:: Data records ::

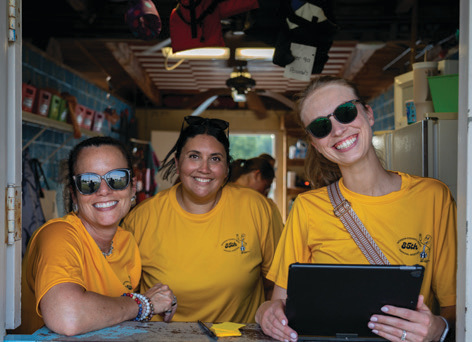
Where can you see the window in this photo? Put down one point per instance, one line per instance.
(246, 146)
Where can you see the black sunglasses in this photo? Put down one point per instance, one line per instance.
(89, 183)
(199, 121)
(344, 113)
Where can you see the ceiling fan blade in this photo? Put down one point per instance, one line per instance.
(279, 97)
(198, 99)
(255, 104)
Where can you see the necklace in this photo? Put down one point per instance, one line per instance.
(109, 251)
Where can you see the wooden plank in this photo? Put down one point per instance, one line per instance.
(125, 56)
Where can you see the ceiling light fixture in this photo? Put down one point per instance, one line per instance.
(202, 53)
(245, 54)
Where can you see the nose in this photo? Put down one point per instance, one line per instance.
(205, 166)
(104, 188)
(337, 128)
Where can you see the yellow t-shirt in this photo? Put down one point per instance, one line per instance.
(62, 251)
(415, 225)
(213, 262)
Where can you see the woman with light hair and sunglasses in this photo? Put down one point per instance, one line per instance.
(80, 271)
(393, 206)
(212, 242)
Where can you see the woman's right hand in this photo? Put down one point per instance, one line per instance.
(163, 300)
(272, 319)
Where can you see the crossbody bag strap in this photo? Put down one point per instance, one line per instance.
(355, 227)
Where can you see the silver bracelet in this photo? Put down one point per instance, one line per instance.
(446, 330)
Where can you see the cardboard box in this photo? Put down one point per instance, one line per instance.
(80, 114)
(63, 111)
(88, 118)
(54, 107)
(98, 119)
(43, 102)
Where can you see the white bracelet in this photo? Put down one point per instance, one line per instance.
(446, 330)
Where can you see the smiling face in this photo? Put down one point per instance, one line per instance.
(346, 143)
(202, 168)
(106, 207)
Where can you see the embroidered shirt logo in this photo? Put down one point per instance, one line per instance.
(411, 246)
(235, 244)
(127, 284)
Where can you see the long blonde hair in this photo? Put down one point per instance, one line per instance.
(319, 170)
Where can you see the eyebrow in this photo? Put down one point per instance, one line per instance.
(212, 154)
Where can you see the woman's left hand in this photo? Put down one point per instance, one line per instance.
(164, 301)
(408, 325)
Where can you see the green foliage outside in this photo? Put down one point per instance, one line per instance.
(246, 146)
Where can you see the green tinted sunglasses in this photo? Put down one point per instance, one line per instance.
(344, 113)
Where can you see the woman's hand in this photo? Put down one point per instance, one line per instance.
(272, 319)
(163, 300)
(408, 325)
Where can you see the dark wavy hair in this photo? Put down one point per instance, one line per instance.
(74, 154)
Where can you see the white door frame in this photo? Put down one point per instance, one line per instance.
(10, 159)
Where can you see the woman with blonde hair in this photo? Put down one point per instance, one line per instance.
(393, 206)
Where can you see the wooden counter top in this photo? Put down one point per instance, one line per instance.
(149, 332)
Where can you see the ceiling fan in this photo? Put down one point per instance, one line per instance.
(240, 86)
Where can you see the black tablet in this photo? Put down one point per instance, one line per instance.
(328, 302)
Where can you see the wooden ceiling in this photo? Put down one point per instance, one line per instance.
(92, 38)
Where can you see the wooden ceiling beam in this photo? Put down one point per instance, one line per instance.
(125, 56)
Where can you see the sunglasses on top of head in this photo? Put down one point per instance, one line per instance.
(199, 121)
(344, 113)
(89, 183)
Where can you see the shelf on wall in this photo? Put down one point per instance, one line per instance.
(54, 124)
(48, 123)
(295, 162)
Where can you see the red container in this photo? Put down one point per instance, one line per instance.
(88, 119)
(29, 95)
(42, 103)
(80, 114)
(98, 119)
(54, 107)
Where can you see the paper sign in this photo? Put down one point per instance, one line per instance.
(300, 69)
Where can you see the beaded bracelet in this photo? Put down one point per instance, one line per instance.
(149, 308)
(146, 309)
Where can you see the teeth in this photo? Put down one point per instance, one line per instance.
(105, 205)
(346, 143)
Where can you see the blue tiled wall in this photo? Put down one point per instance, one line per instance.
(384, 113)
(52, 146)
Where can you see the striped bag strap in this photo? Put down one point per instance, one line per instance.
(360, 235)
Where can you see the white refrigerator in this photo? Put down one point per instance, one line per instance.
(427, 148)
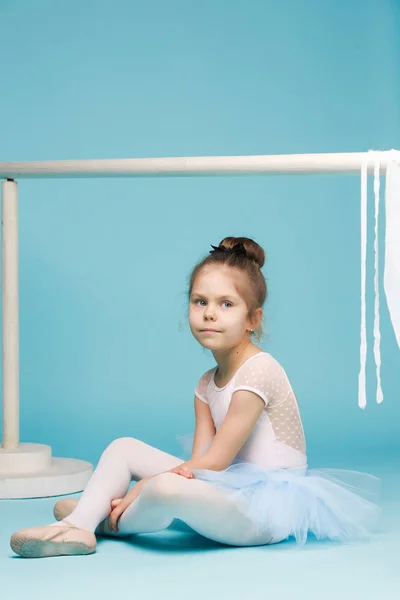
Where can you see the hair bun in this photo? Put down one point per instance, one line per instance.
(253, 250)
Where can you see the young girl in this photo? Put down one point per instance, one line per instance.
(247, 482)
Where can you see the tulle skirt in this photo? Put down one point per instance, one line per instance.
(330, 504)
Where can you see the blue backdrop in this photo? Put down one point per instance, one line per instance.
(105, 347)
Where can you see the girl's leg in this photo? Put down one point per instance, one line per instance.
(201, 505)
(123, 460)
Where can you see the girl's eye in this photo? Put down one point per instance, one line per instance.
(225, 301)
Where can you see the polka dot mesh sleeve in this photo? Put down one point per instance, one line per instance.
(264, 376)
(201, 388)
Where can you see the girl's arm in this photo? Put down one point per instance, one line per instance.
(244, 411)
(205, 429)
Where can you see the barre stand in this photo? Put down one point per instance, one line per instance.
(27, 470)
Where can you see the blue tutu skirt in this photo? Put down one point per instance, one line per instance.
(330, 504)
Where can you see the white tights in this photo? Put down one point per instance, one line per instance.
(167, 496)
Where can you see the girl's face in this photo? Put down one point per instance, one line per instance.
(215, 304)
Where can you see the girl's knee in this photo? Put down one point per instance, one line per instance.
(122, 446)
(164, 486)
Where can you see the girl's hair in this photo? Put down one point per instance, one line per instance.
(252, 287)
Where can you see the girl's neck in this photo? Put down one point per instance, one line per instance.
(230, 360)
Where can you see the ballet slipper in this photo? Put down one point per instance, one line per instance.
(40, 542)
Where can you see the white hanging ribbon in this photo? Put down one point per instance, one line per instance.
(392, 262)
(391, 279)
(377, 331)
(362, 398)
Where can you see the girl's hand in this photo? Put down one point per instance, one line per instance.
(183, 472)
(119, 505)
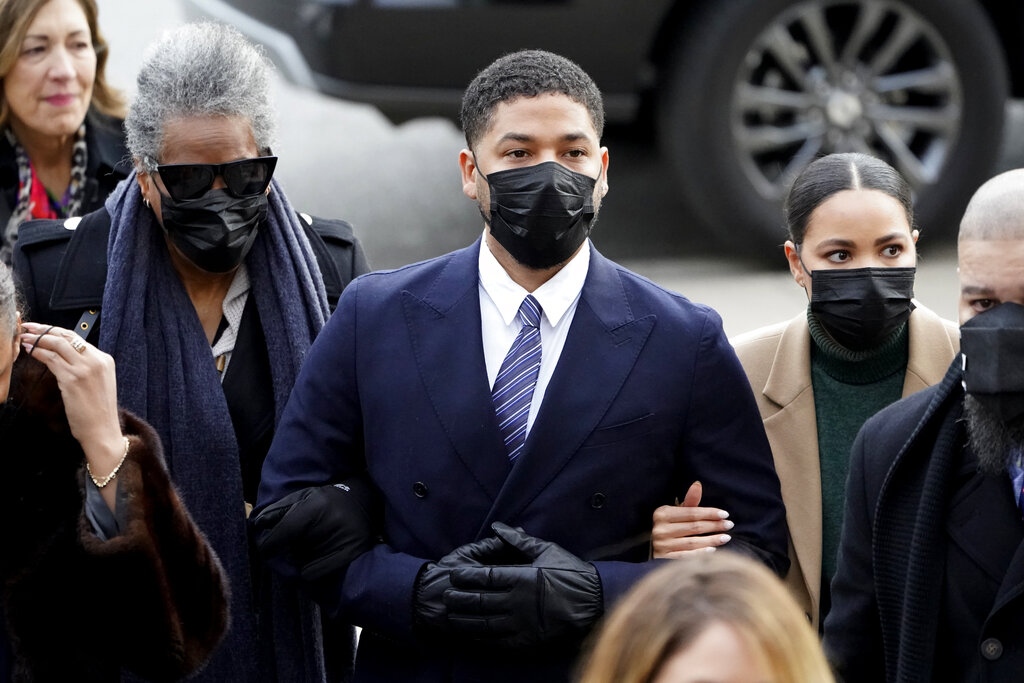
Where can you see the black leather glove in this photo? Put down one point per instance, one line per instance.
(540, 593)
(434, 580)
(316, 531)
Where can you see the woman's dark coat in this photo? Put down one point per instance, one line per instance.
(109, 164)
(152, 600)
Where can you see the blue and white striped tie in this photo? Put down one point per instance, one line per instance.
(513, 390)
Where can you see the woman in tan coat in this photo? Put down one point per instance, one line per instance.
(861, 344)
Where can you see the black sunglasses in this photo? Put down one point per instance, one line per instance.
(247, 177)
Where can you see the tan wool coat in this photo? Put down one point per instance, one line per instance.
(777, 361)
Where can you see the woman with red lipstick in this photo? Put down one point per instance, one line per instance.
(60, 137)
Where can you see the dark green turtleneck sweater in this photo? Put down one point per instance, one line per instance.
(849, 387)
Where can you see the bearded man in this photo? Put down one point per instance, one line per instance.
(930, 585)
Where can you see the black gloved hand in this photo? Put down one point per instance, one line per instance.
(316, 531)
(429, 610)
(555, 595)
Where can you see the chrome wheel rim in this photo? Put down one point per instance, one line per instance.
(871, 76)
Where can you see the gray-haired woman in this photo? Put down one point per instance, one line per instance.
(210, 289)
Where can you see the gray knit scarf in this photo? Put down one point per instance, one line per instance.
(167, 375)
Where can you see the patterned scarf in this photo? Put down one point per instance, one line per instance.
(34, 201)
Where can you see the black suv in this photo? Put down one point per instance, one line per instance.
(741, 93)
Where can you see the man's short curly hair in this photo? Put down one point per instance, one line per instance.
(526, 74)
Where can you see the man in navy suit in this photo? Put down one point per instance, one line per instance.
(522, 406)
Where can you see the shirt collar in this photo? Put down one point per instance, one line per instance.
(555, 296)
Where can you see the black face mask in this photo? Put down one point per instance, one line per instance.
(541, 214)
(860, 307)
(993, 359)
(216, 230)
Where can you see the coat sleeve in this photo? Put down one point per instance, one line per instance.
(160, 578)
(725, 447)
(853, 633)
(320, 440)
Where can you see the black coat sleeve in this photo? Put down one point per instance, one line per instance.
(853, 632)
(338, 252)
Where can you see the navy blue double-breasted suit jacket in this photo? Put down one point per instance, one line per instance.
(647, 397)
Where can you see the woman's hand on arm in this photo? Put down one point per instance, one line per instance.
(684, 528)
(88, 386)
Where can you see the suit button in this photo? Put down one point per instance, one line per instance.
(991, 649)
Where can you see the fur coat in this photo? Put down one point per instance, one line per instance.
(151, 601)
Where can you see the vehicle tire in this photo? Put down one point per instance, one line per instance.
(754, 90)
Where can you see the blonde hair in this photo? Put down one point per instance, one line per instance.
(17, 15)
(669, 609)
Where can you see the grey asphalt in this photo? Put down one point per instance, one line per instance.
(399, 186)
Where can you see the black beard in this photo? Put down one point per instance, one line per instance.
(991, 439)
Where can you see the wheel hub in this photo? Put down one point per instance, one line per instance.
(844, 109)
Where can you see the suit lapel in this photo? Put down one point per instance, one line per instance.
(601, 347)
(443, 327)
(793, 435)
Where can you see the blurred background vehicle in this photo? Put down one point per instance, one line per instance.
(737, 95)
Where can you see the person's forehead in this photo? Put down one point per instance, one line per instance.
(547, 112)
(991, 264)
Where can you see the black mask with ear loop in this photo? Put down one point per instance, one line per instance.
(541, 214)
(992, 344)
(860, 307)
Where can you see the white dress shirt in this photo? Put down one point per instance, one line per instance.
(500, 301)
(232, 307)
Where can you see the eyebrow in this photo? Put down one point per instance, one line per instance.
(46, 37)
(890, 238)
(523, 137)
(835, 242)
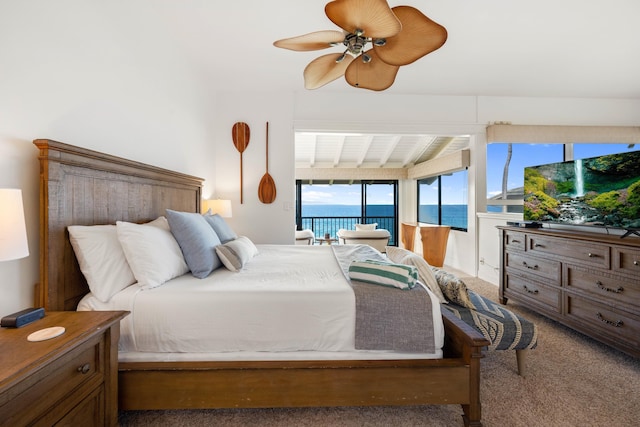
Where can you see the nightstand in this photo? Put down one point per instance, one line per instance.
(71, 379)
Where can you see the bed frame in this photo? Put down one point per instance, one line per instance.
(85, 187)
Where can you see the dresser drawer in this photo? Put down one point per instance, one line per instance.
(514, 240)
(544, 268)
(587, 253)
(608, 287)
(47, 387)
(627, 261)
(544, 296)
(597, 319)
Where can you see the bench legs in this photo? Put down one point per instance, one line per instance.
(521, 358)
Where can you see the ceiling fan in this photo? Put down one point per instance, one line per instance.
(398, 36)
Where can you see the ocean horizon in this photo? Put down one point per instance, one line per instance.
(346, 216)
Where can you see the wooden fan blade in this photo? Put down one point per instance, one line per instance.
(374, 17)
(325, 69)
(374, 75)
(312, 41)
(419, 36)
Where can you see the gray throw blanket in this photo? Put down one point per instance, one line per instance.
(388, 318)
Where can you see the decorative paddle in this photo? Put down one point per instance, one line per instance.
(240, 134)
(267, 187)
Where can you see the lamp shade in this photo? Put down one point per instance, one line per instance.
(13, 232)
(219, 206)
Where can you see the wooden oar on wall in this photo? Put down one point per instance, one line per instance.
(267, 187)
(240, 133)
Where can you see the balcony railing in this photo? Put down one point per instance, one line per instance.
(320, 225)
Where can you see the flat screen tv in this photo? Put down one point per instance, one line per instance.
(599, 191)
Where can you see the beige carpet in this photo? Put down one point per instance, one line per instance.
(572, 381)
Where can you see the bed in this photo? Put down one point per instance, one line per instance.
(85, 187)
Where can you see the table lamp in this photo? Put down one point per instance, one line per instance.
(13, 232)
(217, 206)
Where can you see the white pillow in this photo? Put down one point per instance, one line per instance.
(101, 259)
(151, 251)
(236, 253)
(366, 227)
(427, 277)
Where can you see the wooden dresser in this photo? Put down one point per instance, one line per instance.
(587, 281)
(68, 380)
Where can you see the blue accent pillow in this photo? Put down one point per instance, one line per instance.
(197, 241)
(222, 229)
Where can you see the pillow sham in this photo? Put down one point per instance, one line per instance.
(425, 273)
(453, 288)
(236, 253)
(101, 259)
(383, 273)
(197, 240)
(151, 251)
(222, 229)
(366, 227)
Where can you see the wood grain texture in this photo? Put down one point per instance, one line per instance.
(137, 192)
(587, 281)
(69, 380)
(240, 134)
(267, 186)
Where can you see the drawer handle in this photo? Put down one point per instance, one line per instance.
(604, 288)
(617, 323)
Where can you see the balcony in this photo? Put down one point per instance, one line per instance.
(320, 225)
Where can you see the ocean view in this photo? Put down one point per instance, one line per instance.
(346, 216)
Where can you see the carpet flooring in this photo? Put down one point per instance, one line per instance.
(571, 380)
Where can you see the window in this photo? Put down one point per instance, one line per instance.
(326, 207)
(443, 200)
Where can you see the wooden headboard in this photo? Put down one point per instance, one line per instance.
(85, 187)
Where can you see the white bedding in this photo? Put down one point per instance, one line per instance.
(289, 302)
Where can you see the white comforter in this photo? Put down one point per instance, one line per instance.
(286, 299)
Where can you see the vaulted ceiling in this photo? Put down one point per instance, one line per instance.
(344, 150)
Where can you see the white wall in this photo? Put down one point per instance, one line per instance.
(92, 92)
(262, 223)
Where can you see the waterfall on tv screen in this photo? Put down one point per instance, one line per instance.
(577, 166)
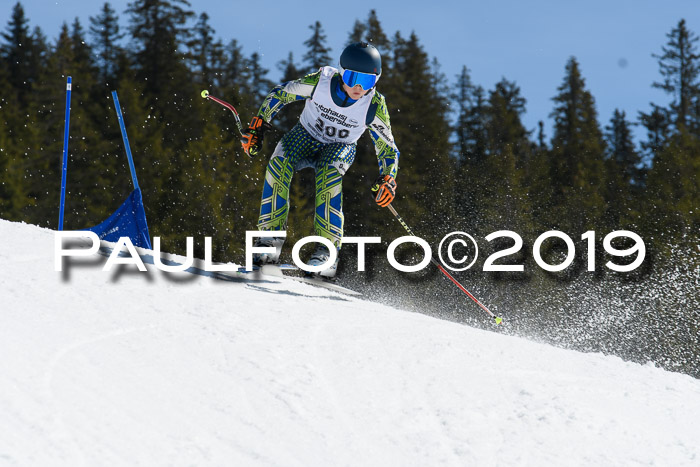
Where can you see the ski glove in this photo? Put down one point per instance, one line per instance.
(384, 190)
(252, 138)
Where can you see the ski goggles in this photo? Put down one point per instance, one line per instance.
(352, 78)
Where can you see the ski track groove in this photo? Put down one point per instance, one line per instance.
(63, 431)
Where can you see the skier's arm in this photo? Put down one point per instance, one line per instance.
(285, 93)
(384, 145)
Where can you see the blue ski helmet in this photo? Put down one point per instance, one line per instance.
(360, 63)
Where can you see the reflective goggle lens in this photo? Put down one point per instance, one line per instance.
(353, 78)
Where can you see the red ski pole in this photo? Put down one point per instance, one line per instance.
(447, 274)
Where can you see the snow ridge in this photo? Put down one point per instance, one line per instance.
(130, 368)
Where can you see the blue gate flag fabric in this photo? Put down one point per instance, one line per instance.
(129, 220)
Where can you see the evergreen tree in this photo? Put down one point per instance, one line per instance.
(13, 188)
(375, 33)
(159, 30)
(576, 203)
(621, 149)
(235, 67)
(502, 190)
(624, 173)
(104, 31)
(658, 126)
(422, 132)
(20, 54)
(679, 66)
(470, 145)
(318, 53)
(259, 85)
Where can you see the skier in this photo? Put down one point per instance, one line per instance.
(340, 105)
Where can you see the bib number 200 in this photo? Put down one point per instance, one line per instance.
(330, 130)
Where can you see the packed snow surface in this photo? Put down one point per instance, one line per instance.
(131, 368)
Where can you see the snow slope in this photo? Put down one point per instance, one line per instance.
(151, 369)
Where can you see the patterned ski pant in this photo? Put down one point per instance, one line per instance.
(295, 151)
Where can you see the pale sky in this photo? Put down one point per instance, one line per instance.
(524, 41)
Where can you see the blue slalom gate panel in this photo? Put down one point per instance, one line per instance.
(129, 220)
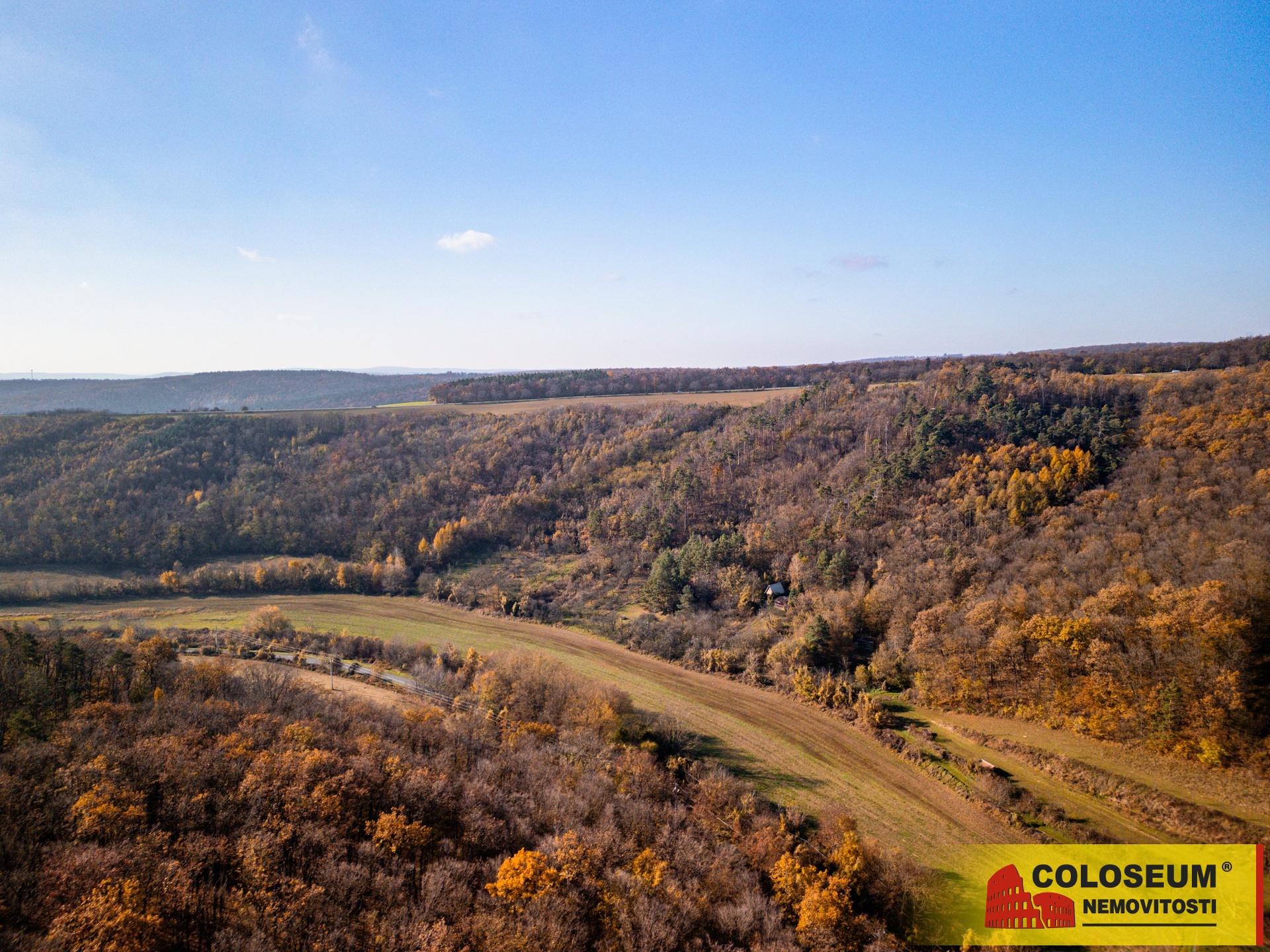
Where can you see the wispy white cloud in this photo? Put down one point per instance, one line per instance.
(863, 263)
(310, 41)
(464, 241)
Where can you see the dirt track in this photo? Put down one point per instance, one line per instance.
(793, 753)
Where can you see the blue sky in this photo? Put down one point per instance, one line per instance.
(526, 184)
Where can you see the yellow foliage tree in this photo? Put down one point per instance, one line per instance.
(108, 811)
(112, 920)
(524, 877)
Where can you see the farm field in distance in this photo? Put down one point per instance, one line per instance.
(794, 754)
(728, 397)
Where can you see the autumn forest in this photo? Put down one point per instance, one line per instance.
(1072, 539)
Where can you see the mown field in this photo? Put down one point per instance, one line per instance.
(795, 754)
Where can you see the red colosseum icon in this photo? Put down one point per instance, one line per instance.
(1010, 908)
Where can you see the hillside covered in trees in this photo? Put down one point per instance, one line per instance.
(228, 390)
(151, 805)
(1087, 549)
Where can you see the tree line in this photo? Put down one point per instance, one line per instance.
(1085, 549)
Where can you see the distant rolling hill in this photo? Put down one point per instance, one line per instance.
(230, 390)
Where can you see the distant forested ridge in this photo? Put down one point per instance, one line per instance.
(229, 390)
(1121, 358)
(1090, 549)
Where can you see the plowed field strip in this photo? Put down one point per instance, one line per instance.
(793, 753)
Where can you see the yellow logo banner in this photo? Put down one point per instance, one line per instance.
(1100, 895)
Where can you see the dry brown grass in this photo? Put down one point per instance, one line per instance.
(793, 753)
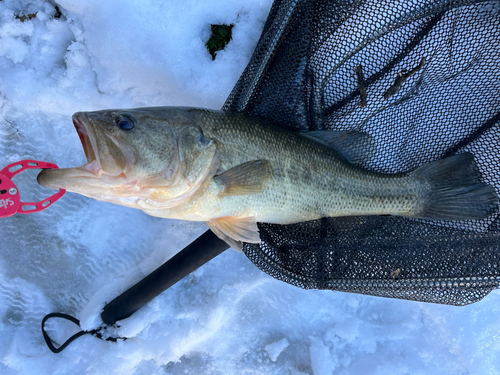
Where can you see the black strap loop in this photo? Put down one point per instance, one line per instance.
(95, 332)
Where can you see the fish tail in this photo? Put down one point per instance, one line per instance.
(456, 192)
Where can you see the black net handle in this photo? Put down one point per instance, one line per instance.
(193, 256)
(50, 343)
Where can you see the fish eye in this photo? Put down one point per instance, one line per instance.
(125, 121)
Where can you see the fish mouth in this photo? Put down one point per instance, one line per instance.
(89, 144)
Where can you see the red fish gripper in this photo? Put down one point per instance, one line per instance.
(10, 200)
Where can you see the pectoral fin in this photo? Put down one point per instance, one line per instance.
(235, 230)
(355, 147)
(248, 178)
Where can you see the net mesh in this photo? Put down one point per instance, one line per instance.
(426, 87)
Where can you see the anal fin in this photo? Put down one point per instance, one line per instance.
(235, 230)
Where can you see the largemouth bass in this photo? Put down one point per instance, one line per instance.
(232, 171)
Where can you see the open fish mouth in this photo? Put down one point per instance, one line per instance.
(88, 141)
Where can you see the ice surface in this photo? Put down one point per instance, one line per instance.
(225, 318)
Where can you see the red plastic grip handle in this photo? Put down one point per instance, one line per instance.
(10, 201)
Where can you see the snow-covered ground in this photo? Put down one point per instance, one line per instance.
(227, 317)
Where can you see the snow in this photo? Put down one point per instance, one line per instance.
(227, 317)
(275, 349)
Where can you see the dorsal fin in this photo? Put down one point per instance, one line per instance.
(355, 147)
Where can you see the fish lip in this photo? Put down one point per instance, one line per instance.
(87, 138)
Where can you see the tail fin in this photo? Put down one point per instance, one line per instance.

:::

• _Task prompt_:
Reproduce only those lines of the entries above that run from the line with "Where can you see the ice" to the final line.

• _Task answer_:
Where can you see the ice surface in this photo? Put down one point per instance, one line per instance.
(225, 318)
Where can you see the red plastic grip handle in this photo? Put down one point per instance, one line per instance.
(10, 201)
Where can you see the snow-covered ground in this photo? Put down one point per instance, one line per instance.
(227, 317)
Where can you see the snow in this photo? Put down one point per instance, one line per instance.
(227, 317)
(275, 349)
Where can you see the dorsal fin in this photo? Put down one point per instance, one line per instance.
(355, 147)
Where can you see the fish lip in this photo? Put down one point per instance, one line per instance.
(87, 138)
Where can you see the tail fin in this photo? Put down one point per instance, one line per instance.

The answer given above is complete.